Passage provided:
Acute promyelocytic leukemia (APL)
Acute promyelocytic leukemia (APL) is an aggressive type of acute myeloid leukemia in which there are too many immature blood-forming cells (promyelocytes) in the blood and bone marrow. This build up of promyelocytes leads to a shortage of normal white and red blood cells and platelets in the body. The signs and symptoms of APL include an increased risk to both bleed and form blood clots. Individuals may also experience excessive tiredness, pain in affected areas, loss of appetite, and weight loss. APL usually occurs in middle-aged adults, but can be diagnosed at any age. It is caused by a mutation that is acquired over a person's lifetime, usually involving a translocation between chromosomes 15 and 17. Treatment may include the use of all-trans retinoic acid (ATRA) and arsenic trioxide or anthracycline-based chemotherapy.
APL is caused by a chromosomal translocation (rearrangement of material) that occurs in some of the body's cells during a person's lifetime (a somatic mutation). The translocation involves the fusion of two genes: the PML gene on chromosome 15 and the RARA gene on chromosome 17. The protein produced by this fusion is referred to as PML-RARα. The PML-RARα protein functions differently than what is typically produced by the normal PML and RARA genes. As a result of the abnormal function, blood cells become "stuck" at the promyelocyte stage and they proliferate (reproduce) abnormally. Excess promyelocytes then accumulate in the bone marrow, disrupting the formation of normal white blood cells and leading to APL. Translocations involving the RARA gene and other genes have been identified in only a few cases of APL.
APL is not inherited. The condition arises from a translocation in some of the body's cells (somatic cells) that occurs after conception. This is referred to as a somatic mutation. Somatic mutations may affect the individual by causing cancers or other diseases, but they are not passed on to offspring.
We were unable to locate information about the availability of predictive testing for APL. Predictive genetic testing is primarily an option for individuals at risk for inherited cancers and other inherited disorders; APL is not an inherited cancer. Predictive genetic tests are generally available if a close family member has had a genetic test which has identified a specific mutation that is associated with an inherited predisposition to cancer. APL is caused by a somatic mutation which is acquired during a person's lifetime and is not passed on to children. Furthermore, it is not necessarily known when during a person's lifetime a somatic mutation might occur.

Dataset extract:
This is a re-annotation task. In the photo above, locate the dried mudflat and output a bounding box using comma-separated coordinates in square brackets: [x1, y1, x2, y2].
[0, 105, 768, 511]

Tasks to carry out:
(A) Quote the acute promyelocytic leukemia passage word for word, starting with "APL is not inherited." and going on through "on to offspring.".
(B) Extend the text on acute promyelocytic leukemia by writing what would come after its final sentence.

Answers for the tasks:
(A)
APL is not inherited. The condition arises from a translocation in some of the body's cells (somatic cells) that occurs after conception. This is referred to as a somatic mutation. Somatic mutations may affect the individual by causing cancers or other diseases, but they are not passed on to offspring.

(B)
- The Genetic Testing Registry (GTR) provides information about the genetic tests for this condition. The intended audience for the GTR is health care providers and researchers. Patients and consumers with specific questions about a genetic test should contact a health care provider or a genetics professional.
Most cases of APL are treated with an anthracycline chemotherapy drug (daunorubicin or idarubicin) plus the non-chemotherapy drug, all-trans-retinoic acid (ATRA), which is a relative of vitamin A. This treatment leads to remission in 80% to 90% of patients.
Patients who cannot tolerate an anthracycline drug may get ATRA plus another drug called arsenic trioxide. Arsenic trioxide has also proven to be an effective alternative for the 20% to 30% of patients with APL who don't respond to initial treatment or who relapse. If treatment with arsenic trioxide achieves a remission, further courses of this drug may be given. A stem cell transplant may also be an option. If a second remission is not achieved, treatment options may include a stem cell transplant or taking part in a clinical trial.
The medication(s) listed below have been approved by the Food and Drug Administration (FDA) as orphan products for treatment of this condition.
Arsenic trioxide (Brand name: Trisenox) - Manufactured by Cephalon
FDA-approved indication: In combination with tretinoin for treatment of adults with newly-diagnosed low-risk acute promyelocytic leukemia (APL) whose APL is characterized by the presence of the t(15;17). Also approved for induction of remission and consolidation in patients with acute promyelocytic leukemia (APL) who are refractory to, or have relapsed from, retinoid and anthracycline chemotherapy, and whose APL is characterized by the presence of the t(15;17) translocation.
Tretinoin (Brand name: Vesanoid®) - Manufactured by Roche Pharmaceuticals
FDA-approved indication: Induction of remission in patients with acute promyelocytic leukemia who are refractory to or unable to tolerate anthracycline based cytotoxic chemotherapeutic regimens.